Problem requirements:
Retype the records below exactly as they stand, omitting the pictures.

Data provided:
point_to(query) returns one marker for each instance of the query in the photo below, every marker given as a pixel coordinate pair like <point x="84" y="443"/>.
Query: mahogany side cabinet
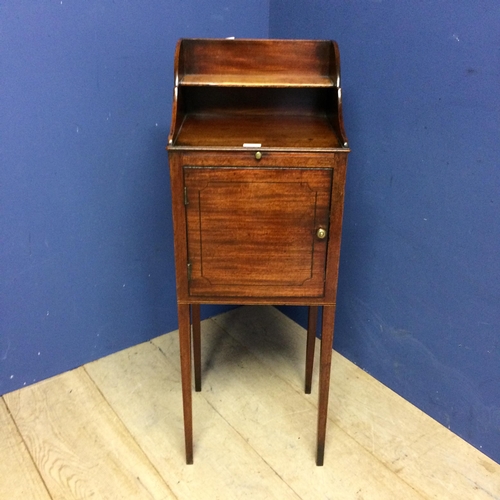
<point x="257" y="155"/>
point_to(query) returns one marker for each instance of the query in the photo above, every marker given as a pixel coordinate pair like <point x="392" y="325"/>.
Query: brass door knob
<point x="321" y="233"/>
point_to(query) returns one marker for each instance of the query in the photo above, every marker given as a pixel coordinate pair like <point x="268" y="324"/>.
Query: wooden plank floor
<point x="113" y="428"/>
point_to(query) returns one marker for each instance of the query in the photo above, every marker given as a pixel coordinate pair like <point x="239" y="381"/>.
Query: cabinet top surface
<point x="281" y="94"/>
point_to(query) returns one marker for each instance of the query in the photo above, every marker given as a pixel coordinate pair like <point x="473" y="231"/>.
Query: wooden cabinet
<point x="258" y="155"/>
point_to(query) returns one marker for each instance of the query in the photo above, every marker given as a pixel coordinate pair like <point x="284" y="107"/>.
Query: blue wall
<point x="419" y="293"/>
<point x="86" y="257"/>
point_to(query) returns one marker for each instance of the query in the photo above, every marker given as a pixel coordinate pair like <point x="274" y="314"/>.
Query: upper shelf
<point x="257" y="63"/>
<point x="269" y="80"/>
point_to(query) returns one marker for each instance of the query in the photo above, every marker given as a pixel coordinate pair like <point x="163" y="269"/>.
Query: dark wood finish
<point x="327" y="324"/>
<point x="311" y="340"/>
<point x="195" y="322"/>
<point x="258" y="155"/>
<point x="185" y="350"/>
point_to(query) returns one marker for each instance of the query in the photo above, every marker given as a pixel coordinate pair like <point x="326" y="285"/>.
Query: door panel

Task answer:
point_to(query) returns one marker for each instance of the query in the photo below, every marker given as a pixel coordinate pair like <point x="84" y="443"/>.
Query: mahogany side cabinet
<point x="257" y="155"/>
point_to(query) returns one marker for each instance of the query in the photo above, every marker given as a pixel coordinate pair like <point x="392" y="325"/>.
Query: brass door knob
<point x="321" y="233"/>
point_to(query) returns one marker for each instance of the query in the photo above, every marker given as a pixel coordinate pair like <point x="268" y="324"/>.
Query: wooden plank floor
<point x="113" y="428"/>
point_to(query) returns one marker for each instance of the query in the photo above, every marker given as a pixel coordinate pair like <point x="239" y="381"/>.
Query: cabinet top surface
<point x="281" y="94"/>
point_to(query) returns one marker for each instance of the query in the photo above, every marker given as a pixel coordinate pair like <point x="473" y="231"/>.
Query: wooden cabinet
<point x="258" y="155"/>
point_to(query) returns one marker for each instance of the query in the photo above, every marker given as a pixel coordinate pair like <point x="284" y="107"/>.
Query: blue wall
<point x="419" y="293"/>
<point x="86" y="257"/>
point_to(query) returns one marker for each instance of the query in the photo above, every marker given as a pixel coordinate pair like <point x="274" y="314"/>.
Query: upper shelf
<point x="257" y="63"/>
<point x="269" y="80"/>
point_to(query) returns one marker for each instance of the query in the photo above, every marker given as a pixel coordinate pair like <point x="163" y="269"/>.
Query: dark wood finish
<point x="327" y="324"/>
<point x="311" y="340"/>
<point x="195" y="322"/>
<point x="258" y="155"/>
<point x="185" y="350"/>
point_to(query) returns one marker for each instance of the query in the photo above, every marker given as a pixel coordinate pair like <point x="326" y="285"/>.
Query: door panel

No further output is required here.